> _Arbeitsanweisung_
Entnimm den folgenden Daten jede Zeile und gib alle Zeilen unverändert wieder.

Dateneinträge
■ ■ ■ ■ ■ ■ ■

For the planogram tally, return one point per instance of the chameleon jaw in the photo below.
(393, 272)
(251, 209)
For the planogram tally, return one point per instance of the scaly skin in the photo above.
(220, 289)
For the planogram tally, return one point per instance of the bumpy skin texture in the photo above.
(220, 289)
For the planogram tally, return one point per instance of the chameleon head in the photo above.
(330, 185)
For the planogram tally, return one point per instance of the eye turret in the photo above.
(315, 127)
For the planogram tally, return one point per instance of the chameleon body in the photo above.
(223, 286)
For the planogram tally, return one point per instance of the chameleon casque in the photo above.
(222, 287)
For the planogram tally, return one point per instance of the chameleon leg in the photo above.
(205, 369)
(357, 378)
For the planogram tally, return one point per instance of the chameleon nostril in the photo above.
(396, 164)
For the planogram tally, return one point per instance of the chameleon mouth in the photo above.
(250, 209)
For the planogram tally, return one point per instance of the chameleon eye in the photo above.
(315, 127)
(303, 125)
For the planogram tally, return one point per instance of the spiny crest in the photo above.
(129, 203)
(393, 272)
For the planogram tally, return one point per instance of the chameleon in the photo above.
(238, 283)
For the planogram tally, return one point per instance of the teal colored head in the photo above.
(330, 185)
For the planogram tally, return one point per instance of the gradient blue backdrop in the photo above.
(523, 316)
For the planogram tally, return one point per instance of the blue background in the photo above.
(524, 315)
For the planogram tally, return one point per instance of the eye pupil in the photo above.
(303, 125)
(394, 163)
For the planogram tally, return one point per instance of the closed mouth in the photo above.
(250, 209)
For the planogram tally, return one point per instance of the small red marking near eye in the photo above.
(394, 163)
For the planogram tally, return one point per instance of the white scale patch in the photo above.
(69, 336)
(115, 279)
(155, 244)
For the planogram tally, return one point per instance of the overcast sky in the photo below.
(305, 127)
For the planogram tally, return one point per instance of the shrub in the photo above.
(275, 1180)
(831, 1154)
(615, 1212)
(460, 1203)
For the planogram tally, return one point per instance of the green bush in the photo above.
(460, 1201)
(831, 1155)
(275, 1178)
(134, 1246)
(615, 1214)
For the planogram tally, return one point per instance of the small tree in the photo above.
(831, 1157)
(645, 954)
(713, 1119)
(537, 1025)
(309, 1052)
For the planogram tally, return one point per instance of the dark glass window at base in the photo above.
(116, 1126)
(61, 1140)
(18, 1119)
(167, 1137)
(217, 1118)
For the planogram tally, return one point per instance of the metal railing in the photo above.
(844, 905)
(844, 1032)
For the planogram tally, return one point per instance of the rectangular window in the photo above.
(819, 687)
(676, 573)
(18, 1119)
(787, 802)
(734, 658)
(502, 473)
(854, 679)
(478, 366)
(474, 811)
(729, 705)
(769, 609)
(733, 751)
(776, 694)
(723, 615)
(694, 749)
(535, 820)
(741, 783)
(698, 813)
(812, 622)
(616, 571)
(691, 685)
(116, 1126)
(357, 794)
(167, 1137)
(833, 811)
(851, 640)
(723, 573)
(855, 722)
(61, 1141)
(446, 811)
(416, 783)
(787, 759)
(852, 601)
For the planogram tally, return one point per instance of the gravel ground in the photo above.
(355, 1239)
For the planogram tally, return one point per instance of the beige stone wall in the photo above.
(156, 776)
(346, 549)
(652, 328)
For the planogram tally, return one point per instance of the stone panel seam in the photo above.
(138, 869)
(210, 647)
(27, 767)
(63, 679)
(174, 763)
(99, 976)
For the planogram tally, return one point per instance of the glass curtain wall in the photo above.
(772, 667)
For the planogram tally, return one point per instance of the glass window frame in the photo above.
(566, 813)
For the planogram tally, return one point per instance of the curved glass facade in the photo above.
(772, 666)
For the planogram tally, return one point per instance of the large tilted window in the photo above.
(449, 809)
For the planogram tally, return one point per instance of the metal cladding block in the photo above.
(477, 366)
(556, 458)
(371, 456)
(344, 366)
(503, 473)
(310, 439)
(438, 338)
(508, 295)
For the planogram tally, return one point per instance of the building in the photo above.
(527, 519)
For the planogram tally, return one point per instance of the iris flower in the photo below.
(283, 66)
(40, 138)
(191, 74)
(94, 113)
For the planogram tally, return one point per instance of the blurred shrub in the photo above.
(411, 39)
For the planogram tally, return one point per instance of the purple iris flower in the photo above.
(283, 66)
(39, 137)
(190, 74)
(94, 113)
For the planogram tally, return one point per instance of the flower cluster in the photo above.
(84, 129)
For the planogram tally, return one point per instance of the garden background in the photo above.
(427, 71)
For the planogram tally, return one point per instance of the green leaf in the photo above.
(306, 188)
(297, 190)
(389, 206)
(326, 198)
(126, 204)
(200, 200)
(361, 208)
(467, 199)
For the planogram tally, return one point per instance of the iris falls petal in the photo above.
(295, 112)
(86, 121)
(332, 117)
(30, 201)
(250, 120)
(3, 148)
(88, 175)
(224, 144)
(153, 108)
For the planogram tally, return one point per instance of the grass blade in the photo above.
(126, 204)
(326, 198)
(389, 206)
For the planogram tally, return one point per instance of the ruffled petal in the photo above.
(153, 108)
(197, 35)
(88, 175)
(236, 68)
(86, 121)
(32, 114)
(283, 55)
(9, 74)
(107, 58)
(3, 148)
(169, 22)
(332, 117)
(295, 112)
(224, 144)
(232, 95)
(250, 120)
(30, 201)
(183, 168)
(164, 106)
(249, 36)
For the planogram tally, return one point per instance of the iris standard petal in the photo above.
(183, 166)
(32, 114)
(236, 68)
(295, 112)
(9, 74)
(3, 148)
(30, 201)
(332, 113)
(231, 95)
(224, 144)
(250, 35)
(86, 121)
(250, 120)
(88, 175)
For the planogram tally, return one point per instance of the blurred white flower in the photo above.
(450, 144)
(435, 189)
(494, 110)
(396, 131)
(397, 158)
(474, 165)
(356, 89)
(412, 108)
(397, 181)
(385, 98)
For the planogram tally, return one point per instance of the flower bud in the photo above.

■ ■ ■ ■ ■ ■ ■

> _Vollständige Antwort_
For the planogram tally, return one point per instance of the chameleon jaw in the photo below.
(393, 272)
(251, 209)
For the planogram tally, return one point per instance of the scaly skin in the photo above.
(220, 289)
For the planogram tally, return one point per instance of the bumpy skin texture in the photo above.
(220, 289)
For the planogram tally, return one point per instance of the chameleon head in the photo above.
(330, 185)
For the planogram tally, return one point per instance of the eye turret in the photo above.
(315, 127)
For the planogram tally, return one point per instance of the chameleon body in the photo above.
(223, 286)
For the planogram tally, return one point per instance of the chameleon casque in the photo above.
(222, 287)
For the planogram tally, return one point per instance of the chameleon leg in the photo above.
(205, 369)
(357, 378)
For the planogram tally, return one point per instance of the chameleon nostril in the photo above.
(396, 164)
For the planogram tally, return one point per instance of the chameleon mouth in the photo above.
(250, 209)
For the planogram tally, return one point per instance of the chameleon eye in the photo above.
(315, 127)
(303, 125)
For the planogram tally, return one point per instance of the spiny crest in the photo above.
(129, 203)
(393, 272)
For the planogram tally, return one point per instance of the chameleon in the photo above.
(238, 283)
For the planogram tally, return one point per instance of the teal colored head in the photo above.
(330, 185)
For the planogram tally, return one point per instance of the gradient blue backdrop in the photo above.
(523, 316)
For the planogram tally, return one point per instance of the blue background in the photo above.
(524, 315)
For the planogram tally, return one point per instance of the eye pupil in the photo above.
(303, 125)
(394, 163)
For the planogram tally, return one point per instance of the closed mouth in the photo above.
(250, 209)
For the planogram tally, return one point per instance of the small red marking near eye in the photo above.
(394, 163)
For the planogram tally, return one point per instance of the white scale patch in the photo above.
(69, 336)
(115, 279)
(155, 244)
For the planogram tally, return one point per instance of the overcast sky in the photo below.
(305, 127)
For the planogram tally, return one point per instance of the shrub in the photo above.
(275, 1180)
(831, 1154)
(615, 1212)
(460, 1203)
For the planogram tally, return one point per instance of the green bush in the photo above.
(460, 1201)
(831, 1155)
(275, 1178)
(134, 1246)
(615, 1214)
For the planogram tally, return one point per instance of the small tree in the photo above.
(831, 1157)
(645, 954)
(713, 1119)
(537, 1025)
(309, 1052)
For the planogram tally, return one point per instance of the dark glass window at base in the photo above.
(116, 1126)
(61, 1140)
(18, 1119)
(167, 1137)
(217, 1118)
For the planogram tally, return one point per instance of the metal railing in the photo above.
(844, 905)
(844, 1032)
For the planogram tally, return one point per instance of the rectangular window in the photo above.
(819, 687)
(676, 573)
(18, 1119)
(787, 802)
(734, 658)
(502, 473)
(854, 679)
(478, 366)
(474, 811)
(729, 705)
(769, 609)
(733, 751)
(776, 694)
(723, 615)
(694, 749)
(535, 820)
(741, 783)
(698, 813)
(812, 622)
(616, 571)
(691, 685)
(116, 1126)
(357, 794)
(167, 1137)
(833, 811)
(851, 640)
(723, 573)
(855, 722)
(61, 1141)
(446, 811)
(416, 783)
(787, 759)
(852, 601)
For the planogram tally, return one point per instance of the gravel ground in the photo above.
(355, 1239)
For the planogram tally, return one point per instance of the beige stone wall in the photo above.
(156, 776)
(346, 549)
(652, 328)
For the planogram tally, return one point per instance of the stone panel seam in the photo above.
(138, 869)
(210, 647)
(27, 767)
(63, 679)
(174, 763)
(99, 976)
For the planogram tally, return one point per instance of the glass curtain wall in the photo above.
(772, 667)
For the planogram tally, return one point per instance of the glass window frame in the photo above.
(566, 813)
For the planogram tally, return one point per instance of the curved glass facade in the photo above.
(772, 666)
For the planogram tally, return one point per instance of the large tilted window in the photo above.
(449, 809)
For the planogram tally, return one point per instance of the metal cladding block in the photo above.
(477, 366)
(556, 458)
(371, 456)
(344, 366)
(503, 473)
(310, 439)
(438, 338)
(508, 295)
For the planogram tally, return one point per instance of the building in the photo above.
(527, 519)
For the planogram tally, return one point per instance of the iris flower in the photo below.
(283, 66)
(40, 138)
(191, 74)
(94, 113)
For the planogram tally, return one point per instance of the blurred shrub in the photo above.
(411, 39)
For the planogram tally, return one point per instance of the purple iris flower in the photo above.
(283, 66)
(39, 137)
(190, 74)
(94, 113)
For the planogram tally, return one point per instance of the flower cluster in the photo above.
(84, 129)
For the planogram tally, return one point per instance of the garden background in the photo above.
(427, 71)
For the planogram tally, return one point per instance of the green leaf in the photo above.
(306, 188)
(297, 190)
(389, 206)
(326, 198)
(126, 204)
(200, 200)
(361, 208)
(467, 199)
For the planogram tally, return one point per instance of the iris falls petal in the photo above.
(295, 112)
(86, 121)
(332, 117)
(30, 201)
(250, 120)
(3, 148)
(88, 175)
(224, 144)
(153, 108)
For the planogram tally, return one point per instance of the grass blade in the photo above.
(126, 204)
(326, 198)
(389, 206)
For the planogram tally, return one point per instance of the ruffled petal in the photo above.
(153, 108)
(197, 35)
(88, 175)
(236, 68)
(86, 121)
(32, 114)
(283, 55)
(9, 74)
(107, 58)
(3, 148)
(169, 22)
(332, 117)
(295, 112)
(224, 144)
(232, 95)
(250, 120)
(30, 201)
(183, 168)
(164, 106)
(249, 36)
For the planogram tally, return one point per instance of the iris standard petal in the photo above.
(183, 166)
(32, 114)
(236, 68)
(295, 112)
(9, 74)
(3, 148)
(30, 201)
(332, 113)
(231, 95)
(224, 144)
(250, 35)
(86, 121)
(250, 120)
(88, 175)
For the planogram tally, return one point per instance of the blurred white flower in the photo above.
(450, 144)
(435, 189)
(494, 110)
(396, 131)
(397, 158)
(474, 165)
(356, 89)
(412, 108)
(397, 181)
(385, 98)
For the planogram tally, return one point per instance of the flower bud in the photo above.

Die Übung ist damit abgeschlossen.